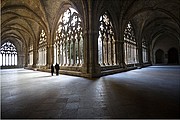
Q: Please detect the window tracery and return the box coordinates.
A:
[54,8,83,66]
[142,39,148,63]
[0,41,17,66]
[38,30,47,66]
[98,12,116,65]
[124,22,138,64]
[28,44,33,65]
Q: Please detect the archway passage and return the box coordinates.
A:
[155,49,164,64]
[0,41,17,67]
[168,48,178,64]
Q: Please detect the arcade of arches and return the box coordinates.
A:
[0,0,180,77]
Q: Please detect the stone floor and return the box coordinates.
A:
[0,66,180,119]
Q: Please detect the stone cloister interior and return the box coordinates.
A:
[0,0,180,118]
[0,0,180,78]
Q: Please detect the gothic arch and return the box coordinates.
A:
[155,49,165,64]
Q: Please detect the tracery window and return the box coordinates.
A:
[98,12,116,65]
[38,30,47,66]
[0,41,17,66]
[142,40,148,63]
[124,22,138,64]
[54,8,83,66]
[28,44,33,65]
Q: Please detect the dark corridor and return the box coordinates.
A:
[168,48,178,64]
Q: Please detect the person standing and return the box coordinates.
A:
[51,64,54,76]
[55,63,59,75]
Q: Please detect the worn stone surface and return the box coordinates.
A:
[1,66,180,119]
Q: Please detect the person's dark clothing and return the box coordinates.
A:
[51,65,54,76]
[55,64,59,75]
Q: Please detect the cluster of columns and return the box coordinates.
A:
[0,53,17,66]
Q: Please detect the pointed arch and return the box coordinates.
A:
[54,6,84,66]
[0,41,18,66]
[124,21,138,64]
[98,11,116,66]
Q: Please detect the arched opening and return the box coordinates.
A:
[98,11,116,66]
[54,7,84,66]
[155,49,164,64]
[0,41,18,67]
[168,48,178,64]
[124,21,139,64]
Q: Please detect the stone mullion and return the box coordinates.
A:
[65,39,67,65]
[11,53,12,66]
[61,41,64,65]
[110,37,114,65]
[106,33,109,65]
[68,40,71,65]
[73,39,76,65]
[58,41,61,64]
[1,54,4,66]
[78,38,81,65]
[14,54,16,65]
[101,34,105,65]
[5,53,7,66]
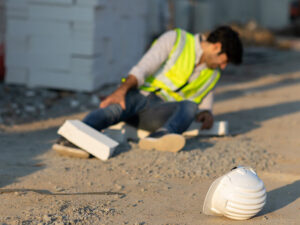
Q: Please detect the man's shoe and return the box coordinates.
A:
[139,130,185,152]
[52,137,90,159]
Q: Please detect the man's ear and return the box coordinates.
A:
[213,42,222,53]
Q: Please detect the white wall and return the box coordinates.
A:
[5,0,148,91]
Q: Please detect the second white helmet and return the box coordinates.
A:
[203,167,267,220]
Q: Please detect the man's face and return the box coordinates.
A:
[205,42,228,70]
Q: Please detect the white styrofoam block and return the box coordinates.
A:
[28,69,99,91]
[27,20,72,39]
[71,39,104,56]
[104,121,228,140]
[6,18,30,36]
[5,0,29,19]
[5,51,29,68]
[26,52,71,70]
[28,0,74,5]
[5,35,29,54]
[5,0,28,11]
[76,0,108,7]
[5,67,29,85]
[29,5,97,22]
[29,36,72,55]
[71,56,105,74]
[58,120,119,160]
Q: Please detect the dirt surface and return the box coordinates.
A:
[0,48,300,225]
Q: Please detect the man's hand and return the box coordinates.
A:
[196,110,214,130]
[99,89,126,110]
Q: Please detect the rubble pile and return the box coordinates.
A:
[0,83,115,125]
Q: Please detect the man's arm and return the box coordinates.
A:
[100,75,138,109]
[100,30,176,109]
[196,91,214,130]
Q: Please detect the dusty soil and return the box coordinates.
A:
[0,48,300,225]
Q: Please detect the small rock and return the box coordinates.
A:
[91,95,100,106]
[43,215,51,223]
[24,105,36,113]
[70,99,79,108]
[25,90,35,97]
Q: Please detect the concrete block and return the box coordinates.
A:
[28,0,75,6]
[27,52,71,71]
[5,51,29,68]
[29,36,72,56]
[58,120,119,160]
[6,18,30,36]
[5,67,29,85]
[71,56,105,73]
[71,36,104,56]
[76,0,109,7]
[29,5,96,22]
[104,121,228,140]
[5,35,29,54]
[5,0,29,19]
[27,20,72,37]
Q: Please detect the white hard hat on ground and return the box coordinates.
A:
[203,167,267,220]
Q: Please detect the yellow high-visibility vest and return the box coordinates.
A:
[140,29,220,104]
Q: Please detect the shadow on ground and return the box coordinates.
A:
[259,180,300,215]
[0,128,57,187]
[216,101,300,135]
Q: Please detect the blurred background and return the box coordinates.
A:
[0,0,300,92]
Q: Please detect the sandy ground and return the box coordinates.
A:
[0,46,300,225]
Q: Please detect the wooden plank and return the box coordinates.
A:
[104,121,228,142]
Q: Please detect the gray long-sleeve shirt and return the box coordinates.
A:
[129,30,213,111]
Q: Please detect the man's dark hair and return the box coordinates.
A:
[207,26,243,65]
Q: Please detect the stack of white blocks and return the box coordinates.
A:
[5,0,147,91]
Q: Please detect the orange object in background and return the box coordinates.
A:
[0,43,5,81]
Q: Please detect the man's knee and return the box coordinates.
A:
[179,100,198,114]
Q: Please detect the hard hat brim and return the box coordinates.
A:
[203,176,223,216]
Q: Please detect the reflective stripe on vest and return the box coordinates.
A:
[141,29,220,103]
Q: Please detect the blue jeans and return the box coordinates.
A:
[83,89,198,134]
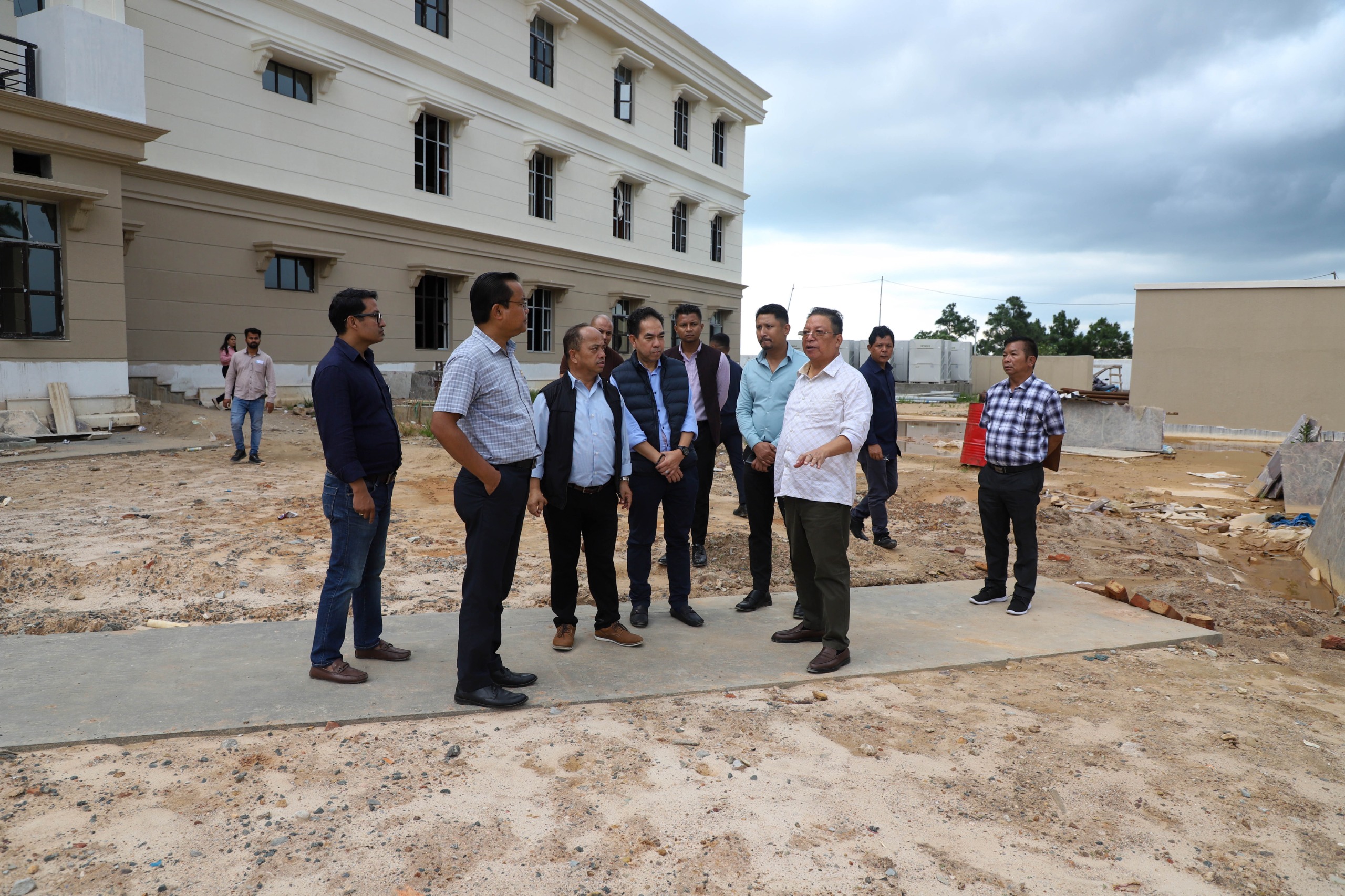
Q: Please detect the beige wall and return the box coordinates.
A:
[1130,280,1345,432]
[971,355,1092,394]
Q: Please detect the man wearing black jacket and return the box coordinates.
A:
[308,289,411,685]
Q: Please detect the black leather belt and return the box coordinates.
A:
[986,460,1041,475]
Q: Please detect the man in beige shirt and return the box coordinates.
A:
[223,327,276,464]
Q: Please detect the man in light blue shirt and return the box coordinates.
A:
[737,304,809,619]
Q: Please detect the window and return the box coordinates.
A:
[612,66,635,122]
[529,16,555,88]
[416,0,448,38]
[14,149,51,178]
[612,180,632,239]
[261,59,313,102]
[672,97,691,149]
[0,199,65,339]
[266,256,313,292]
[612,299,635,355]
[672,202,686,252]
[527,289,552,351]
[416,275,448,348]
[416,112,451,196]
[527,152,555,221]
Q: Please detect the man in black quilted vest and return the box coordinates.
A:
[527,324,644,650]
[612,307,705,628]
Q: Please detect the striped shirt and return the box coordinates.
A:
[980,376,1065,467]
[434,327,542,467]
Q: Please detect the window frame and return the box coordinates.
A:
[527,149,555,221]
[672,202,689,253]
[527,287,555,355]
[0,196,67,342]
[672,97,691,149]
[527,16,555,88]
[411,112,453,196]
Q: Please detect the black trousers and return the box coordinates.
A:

::::

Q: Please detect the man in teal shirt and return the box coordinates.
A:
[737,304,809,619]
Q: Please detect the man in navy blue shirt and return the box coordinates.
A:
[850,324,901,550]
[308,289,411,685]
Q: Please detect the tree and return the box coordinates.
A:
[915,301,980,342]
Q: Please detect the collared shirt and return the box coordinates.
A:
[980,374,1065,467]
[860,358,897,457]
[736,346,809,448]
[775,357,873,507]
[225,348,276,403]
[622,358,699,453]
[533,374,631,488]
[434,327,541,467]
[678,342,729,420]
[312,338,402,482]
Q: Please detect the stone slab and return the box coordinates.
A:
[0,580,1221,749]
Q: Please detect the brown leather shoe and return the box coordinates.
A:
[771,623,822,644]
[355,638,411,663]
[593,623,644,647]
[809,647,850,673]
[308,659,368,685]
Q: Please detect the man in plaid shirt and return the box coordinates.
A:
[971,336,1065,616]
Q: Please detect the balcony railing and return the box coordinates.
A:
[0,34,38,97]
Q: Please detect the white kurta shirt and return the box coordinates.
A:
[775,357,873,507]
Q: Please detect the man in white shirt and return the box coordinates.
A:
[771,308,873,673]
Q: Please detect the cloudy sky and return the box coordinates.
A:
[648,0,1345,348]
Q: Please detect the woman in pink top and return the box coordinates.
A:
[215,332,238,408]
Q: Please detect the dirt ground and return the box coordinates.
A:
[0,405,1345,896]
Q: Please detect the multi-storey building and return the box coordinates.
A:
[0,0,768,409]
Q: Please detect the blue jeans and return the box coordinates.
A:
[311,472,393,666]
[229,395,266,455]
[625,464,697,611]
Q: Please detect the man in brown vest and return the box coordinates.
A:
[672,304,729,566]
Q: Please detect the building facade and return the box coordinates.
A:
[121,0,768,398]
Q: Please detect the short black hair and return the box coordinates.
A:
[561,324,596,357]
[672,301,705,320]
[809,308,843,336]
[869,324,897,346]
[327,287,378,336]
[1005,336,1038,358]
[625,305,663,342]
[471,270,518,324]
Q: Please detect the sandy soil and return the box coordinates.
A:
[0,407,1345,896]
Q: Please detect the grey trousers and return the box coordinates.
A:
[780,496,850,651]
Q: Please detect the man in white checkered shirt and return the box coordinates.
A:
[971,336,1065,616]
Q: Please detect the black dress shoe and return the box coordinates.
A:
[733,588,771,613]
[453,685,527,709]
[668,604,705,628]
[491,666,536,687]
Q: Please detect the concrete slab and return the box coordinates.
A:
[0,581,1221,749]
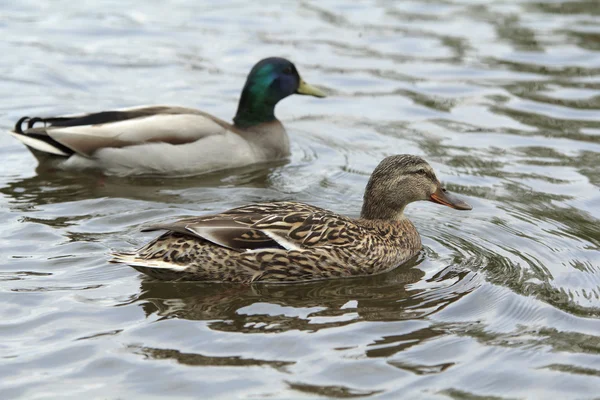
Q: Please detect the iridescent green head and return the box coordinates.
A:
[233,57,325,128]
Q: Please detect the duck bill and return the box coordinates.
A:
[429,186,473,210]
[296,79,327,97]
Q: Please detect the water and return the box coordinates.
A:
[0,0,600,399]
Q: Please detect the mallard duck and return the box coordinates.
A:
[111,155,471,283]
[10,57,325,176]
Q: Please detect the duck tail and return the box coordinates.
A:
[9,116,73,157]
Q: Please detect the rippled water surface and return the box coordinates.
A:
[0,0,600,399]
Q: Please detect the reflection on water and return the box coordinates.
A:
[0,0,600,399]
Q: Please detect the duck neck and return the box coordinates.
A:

::::

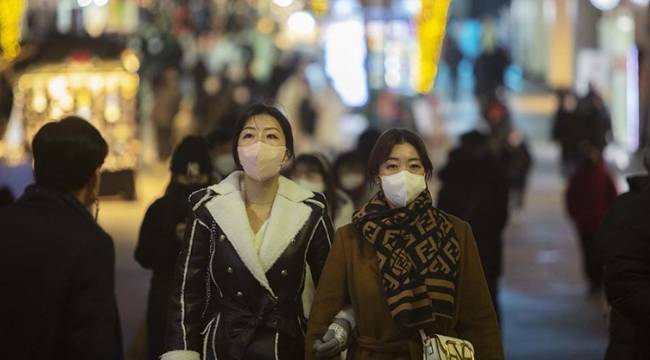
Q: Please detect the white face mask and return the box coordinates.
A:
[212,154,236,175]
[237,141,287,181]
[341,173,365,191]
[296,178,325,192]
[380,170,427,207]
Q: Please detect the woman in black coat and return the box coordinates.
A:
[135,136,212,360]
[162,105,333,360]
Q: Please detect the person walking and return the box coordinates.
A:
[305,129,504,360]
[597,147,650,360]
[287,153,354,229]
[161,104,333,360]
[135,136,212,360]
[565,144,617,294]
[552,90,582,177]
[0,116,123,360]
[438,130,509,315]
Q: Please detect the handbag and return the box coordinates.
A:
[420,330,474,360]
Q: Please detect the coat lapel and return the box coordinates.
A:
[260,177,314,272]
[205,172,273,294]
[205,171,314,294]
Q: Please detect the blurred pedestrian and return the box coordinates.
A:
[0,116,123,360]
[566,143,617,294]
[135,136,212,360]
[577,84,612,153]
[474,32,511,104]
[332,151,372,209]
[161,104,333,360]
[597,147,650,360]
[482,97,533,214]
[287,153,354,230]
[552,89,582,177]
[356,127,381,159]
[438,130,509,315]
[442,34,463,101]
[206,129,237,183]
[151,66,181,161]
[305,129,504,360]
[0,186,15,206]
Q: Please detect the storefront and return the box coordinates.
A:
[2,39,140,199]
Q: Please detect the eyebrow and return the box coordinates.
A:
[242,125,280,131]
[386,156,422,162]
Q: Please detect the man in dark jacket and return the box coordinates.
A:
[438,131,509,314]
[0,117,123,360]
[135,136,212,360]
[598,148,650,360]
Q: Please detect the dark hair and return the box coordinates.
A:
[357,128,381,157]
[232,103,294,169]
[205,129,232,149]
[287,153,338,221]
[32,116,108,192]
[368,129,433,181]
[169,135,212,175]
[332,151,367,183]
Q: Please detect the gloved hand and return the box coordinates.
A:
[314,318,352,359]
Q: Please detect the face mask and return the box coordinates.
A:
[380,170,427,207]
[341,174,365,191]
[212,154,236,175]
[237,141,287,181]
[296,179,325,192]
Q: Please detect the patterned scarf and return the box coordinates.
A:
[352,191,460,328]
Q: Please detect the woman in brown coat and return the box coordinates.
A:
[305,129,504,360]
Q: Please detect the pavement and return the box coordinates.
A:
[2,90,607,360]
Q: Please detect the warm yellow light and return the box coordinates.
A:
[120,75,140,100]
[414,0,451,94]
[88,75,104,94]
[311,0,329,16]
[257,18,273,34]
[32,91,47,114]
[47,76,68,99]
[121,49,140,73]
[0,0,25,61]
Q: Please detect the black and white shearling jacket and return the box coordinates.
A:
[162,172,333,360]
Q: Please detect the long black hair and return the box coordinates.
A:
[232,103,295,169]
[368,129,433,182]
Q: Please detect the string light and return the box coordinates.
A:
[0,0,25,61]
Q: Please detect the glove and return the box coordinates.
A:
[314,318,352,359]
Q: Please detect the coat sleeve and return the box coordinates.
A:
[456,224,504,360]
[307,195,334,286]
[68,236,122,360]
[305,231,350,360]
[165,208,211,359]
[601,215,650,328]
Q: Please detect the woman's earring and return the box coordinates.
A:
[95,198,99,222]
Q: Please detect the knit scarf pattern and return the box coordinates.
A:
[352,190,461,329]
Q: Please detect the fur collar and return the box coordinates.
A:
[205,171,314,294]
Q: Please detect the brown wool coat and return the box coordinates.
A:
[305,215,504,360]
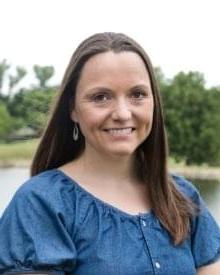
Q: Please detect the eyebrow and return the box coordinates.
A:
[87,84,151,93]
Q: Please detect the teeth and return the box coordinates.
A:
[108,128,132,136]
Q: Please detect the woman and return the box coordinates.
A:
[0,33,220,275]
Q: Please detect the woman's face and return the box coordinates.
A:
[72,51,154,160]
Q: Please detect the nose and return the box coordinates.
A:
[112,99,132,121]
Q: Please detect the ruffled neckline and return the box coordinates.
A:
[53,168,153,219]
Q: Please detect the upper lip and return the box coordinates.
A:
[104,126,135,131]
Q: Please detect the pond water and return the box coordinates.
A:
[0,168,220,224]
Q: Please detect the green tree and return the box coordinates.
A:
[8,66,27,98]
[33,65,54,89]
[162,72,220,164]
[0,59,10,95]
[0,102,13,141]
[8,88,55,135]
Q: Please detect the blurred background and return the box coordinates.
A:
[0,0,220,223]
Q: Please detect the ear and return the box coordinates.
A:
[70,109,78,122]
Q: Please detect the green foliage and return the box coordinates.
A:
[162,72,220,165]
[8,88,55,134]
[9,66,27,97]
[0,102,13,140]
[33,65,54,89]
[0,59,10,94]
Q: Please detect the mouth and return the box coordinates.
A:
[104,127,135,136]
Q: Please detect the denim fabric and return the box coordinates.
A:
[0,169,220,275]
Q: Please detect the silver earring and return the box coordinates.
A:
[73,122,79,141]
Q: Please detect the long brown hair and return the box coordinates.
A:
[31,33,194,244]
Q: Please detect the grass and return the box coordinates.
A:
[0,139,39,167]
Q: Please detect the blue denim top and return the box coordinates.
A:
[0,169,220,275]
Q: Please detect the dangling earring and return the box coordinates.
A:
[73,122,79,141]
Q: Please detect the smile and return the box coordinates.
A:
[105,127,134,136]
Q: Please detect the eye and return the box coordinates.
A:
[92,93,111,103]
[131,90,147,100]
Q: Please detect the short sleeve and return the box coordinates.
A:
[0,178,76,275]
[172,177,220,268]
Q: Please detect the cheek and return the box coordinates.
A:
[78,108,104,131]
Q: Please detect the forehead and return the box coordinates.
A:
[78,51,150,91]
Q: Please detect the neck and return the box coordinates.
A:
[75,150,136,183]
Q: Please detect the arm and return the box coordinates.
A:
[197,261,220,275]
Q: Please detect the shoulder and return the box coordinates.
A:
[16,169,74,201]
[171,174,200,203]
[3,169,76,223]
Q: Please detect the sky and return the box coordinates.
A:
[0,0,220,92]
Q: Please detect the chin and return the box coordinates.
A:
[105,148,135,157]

::::

- [TO BE DONE]: Can you put the lines, starting with the line that contains "Q: Please detect the window tracery" and going on through the line that contains "[1,66,180,119]", into a Markdown table with the columns Row and Line, numbering each row and leaving out any blank lines?

- [FINISHED EXERCISE]:
| Row | Line |
|---|---|
| 1 | Q: Please detect the window tracery and return the box coordinates. |
| 2 | A: |
| 3 | [54,8,83,66] |
| 4 | [142,39,148,63] |
| 5 | [0,41,17,66] |
| 6 | [38,30,47,66] |
| 7 | [98,12,116,65] |
| 8 | [124,22,138,64] |
| 9 | [28,44,33,65] |
| 10 | Q: Please detect the archway passage and return the box coordinates. |
| 11 | A: |
| 12 | [155,49,164,64] |
| 13 | [0,41,17,67] |
| 14 | [168,48,178,64] |
| 15 | Q: Please detect the arcade of arches and return the box coordinates. |
| 16 | A: |
| 17 | [0,0,180,77] |
| 18 | Q: Please detect the stone floor and return the box coordinates. |
| 19 | A: |
| 20 | [0,66,180,119] |
| 21 | Q: Please detect the stone cloister interior and return the box coordinates. |
| 22 | A: |
| 23 | [0,0,180,118] |
| 24 | [0,0,180,78] |
| 25 | Q: Please detect the gothic arch and return the box coordinates. |
| 26 | A: |
| 27 | [155,49,165,64] |
| 28 | Q: Please detect the tracery window and return the box coordinates. |
| 29 | A: |
| 30 | [98,12,116,65] |
| 31 | [38,30,47,66] |
| 32 | [0,41,17,66] |
| 33 | [142,40,148,63] |
| 34 | [124,22,138,64] |
| 35 | [54,8,83,66] |
| 36 | [28,44,33,65] |
| 37 | Q: Please detect the dark corridor and return the box coordinates. |
| 38 | A: |
| 39 | [168,48,178,64] |
| 40 | Q: Please detect the person standing and return the box coordinates. |
| 41 | A: |
| 42 | [51,64,54,76] |
| 43 | [55,63,59,75] |
| 44 | Q: Please detect the worn stone surface and return the box coordinates. |
| 45 | A: |
| 46 | [1,66,180,119] |